* [The problem]:
Locate every line in the entries that contains the string "clicks", and copy each of those lines in full.

[Stored data]
- Opening Delimiter -
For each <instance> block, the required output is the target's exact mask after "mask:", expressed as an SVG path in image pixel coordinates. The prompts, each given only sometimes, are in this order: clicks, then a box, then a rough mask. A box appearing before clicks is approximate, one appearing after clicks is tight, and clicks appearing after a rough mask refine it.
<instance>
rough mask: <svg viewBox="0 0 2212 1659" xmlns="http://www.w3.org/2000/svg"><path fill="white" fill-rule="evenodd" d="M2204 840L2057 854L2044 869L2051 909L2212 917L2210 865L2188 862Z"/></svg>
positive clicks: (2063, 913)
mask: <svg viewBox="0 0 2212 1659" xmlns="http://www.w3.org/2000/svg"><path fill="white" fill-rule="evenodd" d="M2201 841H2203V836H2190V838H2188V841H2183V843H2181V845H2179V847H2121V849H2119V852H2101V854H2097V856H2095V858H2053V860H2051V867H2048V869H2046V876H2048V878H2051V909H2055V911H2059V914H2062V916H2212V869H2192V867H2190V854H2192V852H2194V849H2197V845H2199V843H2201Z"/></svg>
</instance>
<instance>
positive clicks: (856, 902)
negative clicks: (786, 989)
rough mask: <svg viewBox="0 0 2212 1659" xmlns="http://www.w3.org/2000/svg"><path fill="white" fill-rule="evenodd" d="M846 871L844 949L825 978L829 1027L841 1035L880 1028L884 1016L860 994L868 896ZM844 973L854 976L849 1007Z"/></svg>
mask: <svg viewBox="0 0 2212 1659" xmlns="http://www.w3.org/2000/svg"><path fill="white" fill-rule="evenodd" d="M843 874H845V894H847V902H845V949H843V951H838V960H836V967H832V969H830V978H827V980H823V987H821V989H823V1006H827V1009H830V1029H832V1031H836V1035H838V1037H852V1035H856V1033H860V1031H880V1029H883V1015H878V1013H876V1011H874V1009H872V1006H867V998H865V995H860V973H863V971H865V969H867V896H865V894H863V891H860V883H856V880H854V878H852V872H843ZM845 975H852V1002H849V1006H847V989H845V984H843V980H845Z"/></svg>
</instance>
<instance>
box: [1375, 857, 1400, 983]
- Closing Delimiter -
* [Completed exercise]:
For each <instance> block, the required output is the target's exact mask after "mask:", expressed as an SVG path in image pixel coordinates. The prompts, each given only sometimes, are in this order: clicks, then a box, then a rough mask. A box appearing before clicks is approximate, one appearing after clicks is tight, and clicks appearing after a rough mask refine it.
positive clicks: (2063, 913)
positive clicks: (856, 902)
negative clicks: (786, 989)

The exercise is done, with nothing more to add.